**Exercise objective**
Locate each line below that contains the string "road" and copy those lines out. Case counts.

------ Material provided ------

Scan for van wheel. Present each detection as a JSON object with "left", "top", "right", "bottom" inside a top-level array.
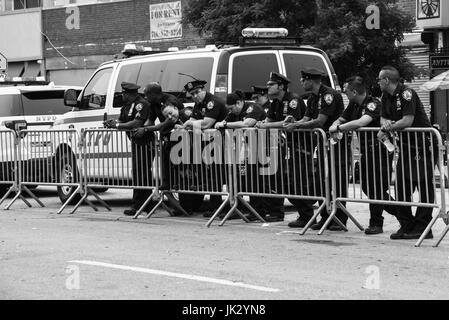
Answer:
[{"left": 57, "top": 154, "right": 81, "bottom": 204}]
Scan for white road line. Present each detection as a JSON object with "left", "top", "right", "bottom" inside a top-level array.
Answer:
[{"left": 68, "top": 260, "right": 280, "bottom": 292}]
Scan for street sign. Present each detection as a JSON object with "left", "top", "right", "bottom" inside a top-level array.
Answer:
[{"left": 0, "top": 53, "right": 8, "bottom": 72}]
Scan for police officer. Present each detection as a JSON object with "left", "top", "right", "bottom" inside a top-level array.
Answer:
[
  {"left": 329, "top": 77, "right": 396, "bottom": 234},
  {"left": 180, "top": 80, "right": 228, "bottom": 215},
  {"left": 104, "top": 82, "right": 152, "bottom": 216},
  {"left": 256, "top": 72, "right": 306, "bottom": 221},
  {"left": 378, "top": 66, "right": 435, "bottom": 240},
  {"left": 284, "top": 68, "right": 348, "bottom": 231}
]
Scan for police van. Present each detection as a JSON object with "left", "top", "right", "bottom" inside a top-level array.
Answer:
[
  {"left": 53, "top": 28, "right": 338, "bottom": 201},
  {"left": 0, "top": 78, "right": 82, "bottom": 196}
]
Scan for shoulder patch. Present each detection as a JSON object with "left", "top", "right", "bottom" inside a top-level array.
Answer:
[
  {"left": 207, "top": 101, "right": 214, "bottom": 110},
  {"left": 402, "top": 89, "right": 413, "bottom": 101},
  {"left": 290, "top": 99, "right": 298, "bottom": 109},
  {"left": 324, "top": 93, "right": 334, "bottom": 104},
  {"left": 366, "top": 102, "right": 377, "bottom": 111}
]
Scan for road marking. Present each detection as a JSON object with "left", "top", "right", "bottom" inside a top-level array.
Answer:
[{"left": 68, "top": 260, "right": 280, "bottom": 292}]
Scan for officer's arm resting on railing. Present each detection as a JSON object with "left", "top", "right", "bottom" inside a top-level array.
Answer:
[
  {"left": 295, "top": 113, "right": 328, "bottom": 129},
  {"left": 329, "top": 114, "right": 373, "bottom": 132},
  {"left": 382, "top": 114, "right": 415, "bottom": 131}
]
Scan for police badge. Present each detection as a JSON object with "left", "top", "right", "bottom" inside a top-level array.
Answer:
[
  {"left": 207, "top": 101, "right": 214, "bottom": 110},
  {"left": 402, "top": 89, "right": 412, "bottom": 101},
  {"left": 290, "top": 99, "right": 298, "bottom": 109},
  {"left": 366, "top": 102, "right": 376, "bottom": 111},
  {"left": 324, "top": 93, "right": 334, "bottom": 104}
]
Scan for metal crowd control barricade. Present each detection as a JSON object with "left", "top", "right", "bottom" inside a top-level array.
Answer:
[
  {"left": 67, "top": 129, "right": 159, "bottom": 218},
  {"left": 1, "top": 130, "right": 82, "bottom": 213},
  {"left": 0, "top": 130, "right": 20, "bottom": 206},
  {"left": 163, "top": 129, "right": 233, "bottom": 227},
  {"left": 328, "top": 128, "right": 445, "bottom": 246},
  {"left": 221, "top": 128, "right": 330, "bottom": 230}
]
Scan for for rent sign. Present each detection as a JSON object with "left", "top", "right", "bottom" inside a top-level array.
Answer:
[{"left": 150, "top": 1, "right": 182, "bottom": 40}]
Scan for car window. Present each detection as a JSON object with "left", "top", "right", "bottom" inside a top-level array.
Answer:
[
  {"left": 282, "top": 52, "right": 330, "bottom": 95},
  {"left": 22, "top": 90, "right": 68, "bottom": 116},
  {"left": 231, "top": 53, "right": 279, "bottom": 94},
  {"left": 81, "top": 68, "right": 112, "bottom": 109},
  {"left": 0, "top": 94, "right": 23, "bottom": 117}
]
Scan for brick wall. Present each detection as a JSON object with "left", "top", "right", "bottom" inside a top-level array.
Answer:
[{"left": 42, "top": 0, "right": 205, "bottom": 62}]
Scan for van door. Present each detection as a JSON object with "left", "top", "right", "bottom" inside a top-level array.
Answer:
[{"left": 228, "top": 50, "right": 281, "bottom": 98}]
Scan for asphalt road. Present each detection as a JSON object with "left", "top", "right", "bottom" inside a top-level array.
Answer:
[{"left": 0, "top": 188, "right": 449, "bottom": 300}]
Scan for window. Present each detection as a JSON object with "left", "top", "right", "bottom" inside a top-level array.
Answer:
[
  {"left": 231, "top": 53, "right": 279, "bottom": 94},
  {"left": 22, "top": 90, "right": 69, "bottom": 116},
  {"left": 81, "top": 68, "right": 112, "bottom": 109},
  {"left": 0, "top": 94, "right": 23, "bottom": 117},
  {"left": 282, "top": 52, "right": 330, "bottom": 96}
]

------

**Reply to the task**
Scan for white road line. Present each detection as a JSON object with "left", "top", "right", "bottom" inside a top-level array.
Scan for road marking. Present each detection as a JSON object with "left", "top", "right", "bottom" inside a top-level array.
Scan for asphalt road. Present each detection as a JSON object with "left", "top", "right", "bottom" inside a top-level array.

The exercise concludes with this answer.